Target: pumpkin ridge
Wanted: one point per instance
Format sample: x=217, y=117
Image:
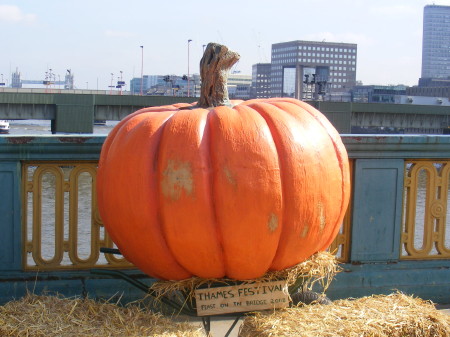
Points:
x=278, y=119
x=209, y=130
x=258, y=106
x=131, y=141
x=343, y=163
x=185, y=203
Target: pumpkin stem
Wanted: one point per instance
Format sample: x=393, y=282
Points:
x=214, y=67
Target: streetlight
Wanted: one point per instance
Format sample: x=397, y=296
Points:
x=111, y=86
x=142, y=69
x=189, y=41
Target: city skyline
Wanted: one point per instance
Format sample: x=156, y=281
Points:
x=97, y=39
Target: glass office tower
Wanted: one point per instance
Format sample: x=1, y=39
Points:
x=436, y=42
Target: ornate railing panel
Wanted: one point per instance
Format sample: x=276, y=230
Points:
x=61, y=225
x=426, y=226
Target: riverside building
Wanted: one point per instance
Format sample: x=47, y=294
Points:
x=313, y=70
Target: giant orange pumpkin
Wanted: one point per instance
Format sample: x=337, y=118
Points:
x=222, y=191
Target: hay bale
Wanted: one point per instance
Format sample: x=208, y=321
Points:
x=319, y=268
x=49, y=316
x=376, y=316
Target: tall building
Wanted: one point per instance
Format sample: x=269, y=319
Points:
x=308, y=69
x=436, y=42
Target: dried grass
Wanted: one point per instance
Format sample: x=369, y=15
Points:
x=320, y=268
x=395, y=315
x=49, y=316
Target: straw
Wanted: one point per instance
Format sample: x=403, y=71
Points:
x=395, y=315
x=321, y=268
x=51, y=316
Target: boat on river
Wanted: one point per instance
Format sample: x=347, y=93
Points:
x=4, y=126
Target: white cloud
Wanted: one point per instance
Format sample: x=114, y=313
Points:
x=115, y=33
x=14, y=14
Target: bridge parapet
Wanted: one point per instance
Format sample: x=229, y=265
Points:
x=397, y=235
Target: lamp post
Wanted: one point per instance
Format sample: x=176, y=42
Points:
x=111, y=86
x=142, y=69
x=189, y=41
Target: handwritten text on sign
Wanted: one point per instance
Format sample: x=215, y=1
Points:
x=243, y=297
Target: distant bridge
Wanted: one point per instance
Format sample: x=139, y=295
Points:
x=76, y=113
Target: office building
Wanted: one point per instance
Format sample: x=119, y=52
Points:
x=261, y=80
x=436, y=42
x=313, y=70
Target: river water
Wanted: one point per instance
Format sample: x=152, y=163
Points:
x=42, y=127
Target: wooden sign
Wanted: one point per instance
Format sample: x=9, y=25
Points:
x=243, y=297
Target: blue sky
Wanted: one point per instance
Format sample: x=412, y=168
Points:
x=96, y=38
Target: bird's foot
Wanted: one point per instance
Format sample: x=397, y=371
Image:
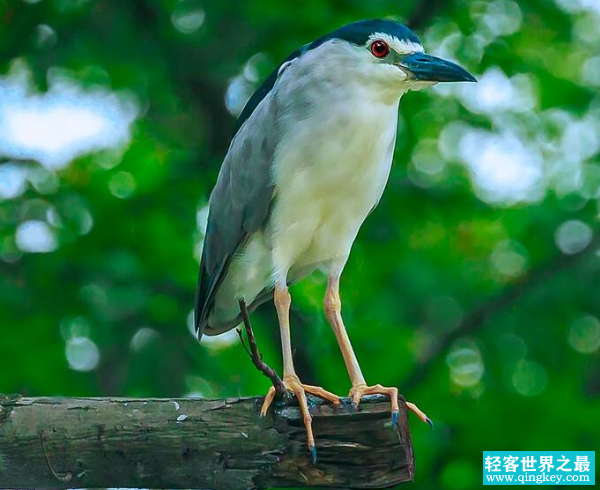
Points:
x=293, y=384
x=358, y=391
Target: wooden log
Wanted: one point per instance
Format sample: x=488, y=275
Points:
x=194, y=443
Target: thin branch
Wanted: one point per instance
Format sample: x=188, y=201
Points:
x=256, y=356
x=66, y=478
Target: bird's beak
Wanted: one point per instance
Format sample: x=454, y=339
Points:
x=427, y=68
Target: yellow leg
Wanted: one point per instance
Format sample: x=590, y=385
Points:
x=290, y=379
x=333, y=312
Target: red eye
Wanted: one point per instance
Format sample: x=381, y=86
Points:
x=380, y=49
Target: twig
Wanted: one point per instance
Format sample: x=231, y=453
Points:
x=257, y=356
x=62, y=478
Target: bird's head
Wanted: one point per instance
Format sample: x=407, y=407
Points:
x=385, y=54
x=376, y=56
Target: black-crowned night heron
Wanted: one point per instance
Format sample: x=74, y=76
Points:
x=309, y=161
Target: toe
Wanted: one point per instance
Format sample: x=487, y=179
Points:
x=413, y=408
x=321, y=393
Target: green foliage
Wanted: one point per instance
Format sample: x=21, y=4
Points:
x=472, y=287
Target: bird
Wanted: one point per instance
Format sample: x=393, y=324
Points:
x=309, y=160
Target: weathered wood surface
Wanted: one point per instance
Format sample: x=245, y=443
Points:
x=187, y=443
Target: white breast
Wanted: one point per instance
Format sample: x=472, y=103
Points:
x=329, y=175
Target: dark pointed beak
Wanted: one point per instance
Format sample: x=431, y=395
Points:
x=427, y=68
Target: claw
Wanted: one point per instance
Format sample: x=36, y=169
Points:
x=293, y=384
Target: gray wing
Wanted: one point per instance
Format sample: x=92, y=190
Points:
x=239, y=204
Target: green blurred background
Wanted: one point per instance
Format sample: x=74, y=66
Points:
x=473, y=286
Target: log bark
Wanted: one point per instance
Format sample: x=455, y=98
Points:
x=194, y=443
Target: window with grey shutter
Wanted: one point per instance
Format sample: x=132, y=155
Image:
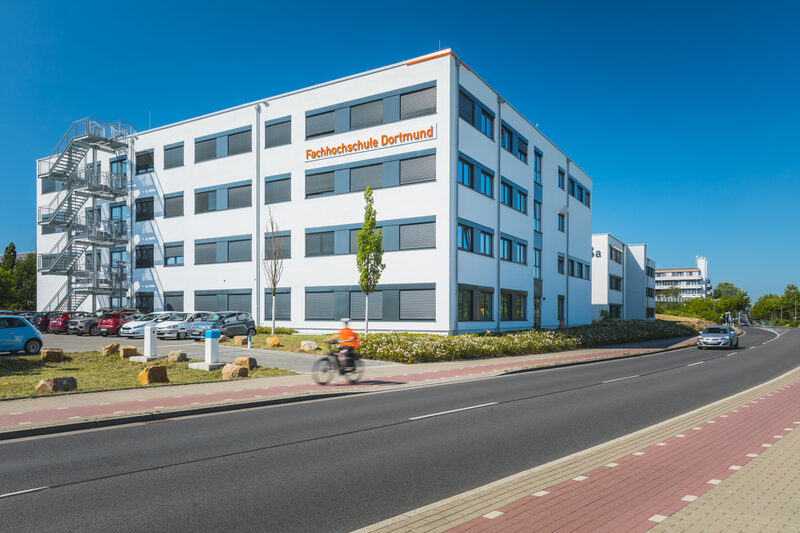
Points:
x=278, y=134
x=319, y=124
x=205, y=150
x=418, y=169
x=173, y=157
x=418, y=103
x=319, y=305
x=319, y=243
x=414, y=236
x=369, y=176
x=278, y=191
x=366, y=115
x=418, y=304
x=239, y=197
x=239, y=302
x=319, y=183
x=283, y=306
x=205, y=254
x=358, y=302
x=239, y=251
x=173, y=206
x=239, y=143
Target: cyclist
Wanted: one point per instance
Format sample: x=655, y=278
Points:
x=348, y=343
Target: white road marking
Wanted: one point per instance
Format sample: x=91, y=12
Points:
x=453, y=411
x=6, y=495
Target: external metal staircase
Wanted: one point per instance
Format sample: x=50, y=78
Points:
x=83, y=181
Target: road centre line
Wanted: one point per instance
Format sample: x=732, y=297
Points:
x=453, y=411
x=620, y=379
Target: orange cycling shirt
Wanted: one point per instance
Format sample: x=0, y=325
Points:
x=348, y=337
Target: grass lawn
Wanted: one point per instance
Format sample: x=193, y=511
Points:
x=20, y=375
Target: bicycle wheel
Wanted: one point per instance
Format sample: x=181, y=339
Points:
x=357, y=372
x=323, y=371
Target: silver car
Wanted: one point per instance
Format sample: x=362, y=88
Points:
x=717, y=337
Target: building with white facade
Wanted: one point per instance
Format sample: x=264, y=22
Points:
x=623, y=279
x=692, y=282
x=486, y=223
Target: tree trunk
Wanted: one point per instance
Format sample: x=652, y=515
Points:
x=366, y=314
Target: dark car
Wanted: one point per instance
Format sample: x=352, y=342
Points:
x=231, y=323
x=110, y=323
x=59, y=322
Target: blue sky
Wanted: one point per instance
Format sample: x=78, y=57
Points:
x=685, y=114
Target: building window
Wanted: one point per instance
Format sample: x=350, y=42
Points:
x=173, y=254
x=505, y=249
x=465, y=171
x=144, y=209
x=144, y=162
x=284, y=244
x=276, y=191
x=173, y=206
x=278, y=134
x=319, y=244
x=173, y=156
x=144, y=256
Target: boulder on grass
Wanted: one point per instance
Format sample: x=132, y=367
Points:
x=128, y=351
x=110, y=349
x=64, y=384
x=231, y=371
x=247, y=362
x=177, y=355
x=153, y=374
x=308, y=346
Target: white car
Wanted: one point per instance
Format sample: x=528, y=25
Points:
x=174, y=329
x=135, y=328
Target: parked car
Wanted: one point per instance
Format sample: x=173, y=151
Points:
x=229, y=322
x=717, y=337
x=17, y=334
x=180, y=330
x=59, y=321
x=135, y=328
x=110, y=323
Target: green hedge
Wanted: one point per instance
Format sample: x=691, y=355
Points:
x=416, y=348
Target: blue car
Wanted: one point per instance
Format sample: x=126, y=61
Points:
x=17, y=334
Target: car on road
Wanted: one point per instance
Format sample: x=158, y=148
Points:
x=111, y=322
x=17, y=334
x=180, y=330
x=717, y=337
x=59, y=322
x=229, y=322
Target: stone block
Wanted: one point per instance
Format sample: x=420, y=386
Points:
x=231, y=371
x=63, y=384
x=153, y=374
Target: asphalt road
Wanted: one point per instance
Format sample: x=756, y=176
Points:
x=339, y=464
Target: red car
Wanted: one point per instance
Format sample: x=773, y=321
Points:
x=59, y=321
x=111, y=322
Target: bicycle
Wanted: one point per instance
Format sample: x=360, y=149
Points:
x=325, y=369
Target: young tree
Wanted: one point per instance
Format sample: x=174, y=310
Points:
x=370, y=255
x=273, y=262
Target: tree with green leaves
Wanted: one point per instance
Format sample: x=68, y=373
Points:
x=369, y=258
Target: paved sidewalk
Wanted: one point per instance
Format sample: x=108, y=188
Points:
x=730, y=466
x=71, y=410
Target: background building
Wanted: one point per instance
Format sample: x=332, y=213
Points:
x=623, y=279
x=486, y=223
x=690, y=282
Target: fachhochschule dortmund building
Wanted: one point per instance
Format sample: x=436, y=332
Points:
x=484, y=220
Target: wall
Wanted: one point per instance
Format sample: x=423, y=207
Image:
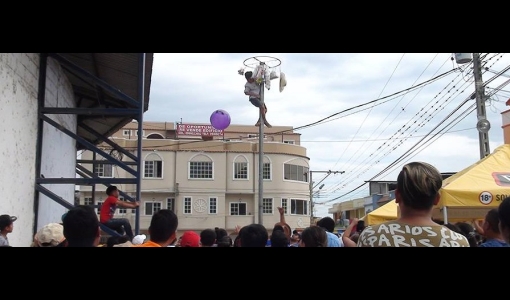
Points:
x=58, y=149
x=19, y=74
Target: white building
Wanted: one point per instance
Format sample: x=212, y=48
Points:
x=211, y=179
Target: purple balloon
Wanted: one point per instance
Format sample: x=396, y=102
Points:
x=220, y=119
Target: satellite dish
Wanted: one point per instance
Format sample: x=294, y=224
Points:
x=463, y=58
x=283, y=81
x=483, y=125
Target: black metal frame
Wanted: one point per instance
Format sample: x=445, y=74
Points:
x=134, y=110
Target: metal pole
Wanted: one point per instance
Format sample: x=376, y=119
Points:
x=141, y=103
x=41, y=92
x=261, y=149
x=483, y=137
x=311, y=196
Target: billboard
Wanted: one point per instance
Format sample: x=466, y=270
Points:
x=191, y=130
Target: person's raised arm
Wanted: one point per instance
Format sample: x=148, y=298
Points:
x=127, y=204
x=346, y=236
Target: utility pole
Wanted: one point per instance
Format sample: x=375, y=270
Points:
x=483, y=125
x=329, y=172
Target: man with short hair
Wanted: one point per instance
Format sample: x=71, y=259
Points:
x=490, y=230
x=107, y=212
x=81, y=227
x=329, y=225
x=6, y=227
x=162, y=229
x=252, y=89
x=417, y=192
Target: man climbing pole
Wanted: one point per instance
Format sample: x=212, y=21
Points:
x=252, y=89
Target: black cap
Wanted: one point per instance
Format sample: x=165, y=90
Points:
x=6, y=220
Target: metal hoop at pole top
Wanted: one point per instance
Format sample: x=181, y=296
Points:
x=270, y=61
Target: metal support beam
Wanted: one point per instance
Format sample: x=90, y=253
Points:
x=100, y=112
x=86, y=181
x=81, y=73
x=261, y=152
x=113, y=106
x=483, y=135
x=109, y=142
x=141, y=103
x=85, y=173
x=89, y=161
x=41, y=91
x=89, y=145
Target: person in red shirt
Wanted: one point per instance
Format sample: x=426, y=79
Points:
x=107, y=212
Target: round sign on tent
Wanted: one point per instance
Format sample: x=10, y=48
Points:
x=220, y=119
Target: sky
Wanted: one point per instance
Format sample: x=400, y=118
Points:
x=371, y=112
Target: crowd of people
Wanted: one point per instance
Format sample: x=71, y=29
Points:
x=417, y=192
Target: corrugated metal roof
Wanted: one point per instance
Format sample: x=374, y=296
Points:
x=121, y=72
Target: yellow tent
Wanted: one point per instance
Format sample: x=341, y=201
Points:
x=387, y=212
x=470, y=193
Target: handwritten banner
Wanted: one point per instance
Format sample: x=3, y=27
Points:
x=197, y=130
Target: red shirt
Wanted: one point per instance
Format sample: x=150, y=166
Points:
x=108, y=209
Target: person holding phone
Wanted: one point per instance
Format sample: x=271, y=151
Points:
x=418, y=185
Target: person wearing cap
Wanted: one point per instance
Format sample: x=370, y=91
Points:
x=190, y=239
x=51, y=235
x=252, y=89
x=6, y=227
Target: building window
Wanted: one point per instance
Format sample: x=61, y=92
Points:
x=122, y=210
x=266, y=171
x=151, y=207
x=99, y=204
x=153, y=166
x=298, y=207
x=103, y=170
x=88, y=201
x=213, y=205
x=267, y=205
x=136, y=132
x=187, y=205
x=284, y=206
x=200, y=170
x=240, y=168
x=295, y=172
x=237, y=209
x=170, y=204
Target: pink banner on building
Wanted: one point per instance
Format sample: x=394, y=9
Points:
x=190, y=130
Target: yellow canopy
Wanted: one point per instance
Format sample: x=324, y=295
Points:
x=470, y=193
x=387, y=212
x=485, y=183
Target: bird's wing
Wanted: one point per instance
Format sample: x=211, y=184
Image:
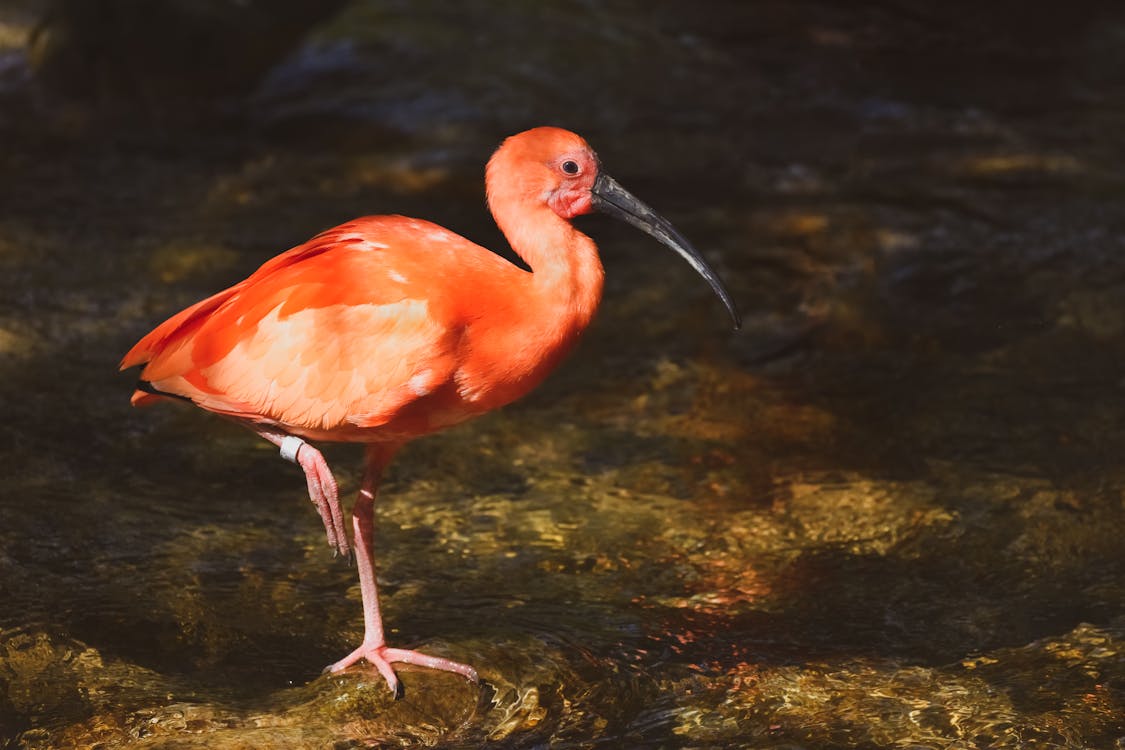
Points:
x=338, y=333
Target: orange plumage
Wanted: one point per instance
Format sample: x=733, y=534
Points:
x=386, y=328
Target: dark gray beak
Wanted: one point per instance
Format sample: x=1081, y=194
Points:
x=611, y=198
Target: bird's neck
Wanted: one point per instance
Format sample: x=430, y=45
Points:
x=566, y=272
x=522, y=333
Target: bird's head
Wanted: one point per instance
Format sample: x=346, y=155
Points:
x=555, y=168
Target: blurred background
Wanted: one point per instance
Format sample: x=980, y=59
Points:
x=887, y=513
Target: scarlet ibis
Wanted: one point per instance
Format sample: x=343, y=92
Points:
x=386, y=328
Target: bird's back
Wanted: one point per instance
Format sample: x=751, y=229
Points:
x=359, y=330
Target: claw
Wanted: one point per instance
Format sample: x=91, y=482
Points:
x=325, y=496
x=383, y=657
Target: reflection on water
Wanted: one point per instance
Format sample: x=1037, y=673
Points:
x=884, y=515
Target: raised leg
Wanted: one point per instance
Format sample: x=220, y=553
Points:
x=322, y=485
x=374, y=647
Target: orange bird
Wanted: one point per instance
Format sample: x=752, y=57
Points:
x=387, y=327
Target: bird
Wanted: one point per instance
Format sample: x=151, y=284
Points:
x=386, y=328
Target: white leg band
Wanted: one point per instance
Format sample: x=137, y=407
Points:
x=289, y=446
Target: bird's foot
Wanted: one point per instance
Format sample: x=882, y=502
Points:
x=383, y=657
x=322, y=490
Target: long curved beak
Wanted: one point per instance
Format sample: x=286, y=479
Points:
x=611, y=198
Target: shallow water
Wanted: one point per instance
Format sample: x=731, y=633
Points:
x=885, y=514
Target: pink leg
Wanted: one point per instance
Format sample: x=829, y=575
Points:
x=322, y=488
x=374, y=647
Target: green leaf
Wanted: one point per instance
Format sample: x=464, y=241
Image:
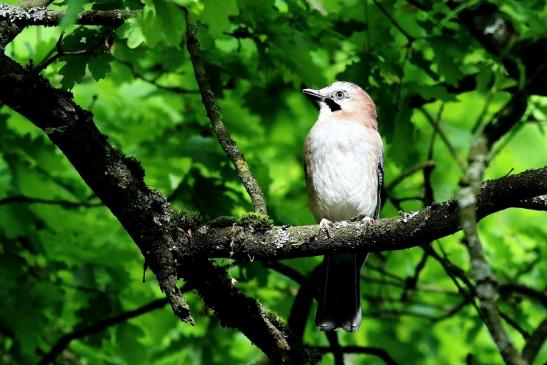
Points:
x=74, y=7
x=100, y=66
x=73, y=71
x=216, y=14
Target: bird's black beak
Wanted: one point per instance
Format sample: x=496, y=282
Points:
x=313, y=94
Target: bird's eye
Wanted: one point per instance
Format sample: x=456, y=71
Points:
x=339, y=95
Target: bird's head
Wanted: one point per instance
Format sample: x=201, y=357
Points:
x=344, y=101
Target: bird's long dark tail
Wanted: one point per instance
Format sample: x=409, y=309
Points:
x=339, y=303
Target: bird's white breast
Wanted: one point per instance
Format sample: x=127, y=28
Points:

□ □ □ □ □

* WHAT IS NEEDED *
Rewrite the listing from the line with "Target: bird's eye" through the end of the listing, changing "Wanted" to "Requested" and leaving everything else as it is.

* OUTPUT FOR THIS TASK *
Target: bird's eye
Requested: one point per instance
Format sample: x=456, y=71
Points:
x=339, y=95
Target: bird's head
Requested: one point per instance
Format sample: x=201, y=357
Points:
x=344, y=101
Target: bird's long dark tail
Requested: one point per instance
Format sample: x=409, y=309
Points:
x=339, y=303
Target: bird's white breast
Requested: one point per instance
Format sample: x=127, y=28
Points:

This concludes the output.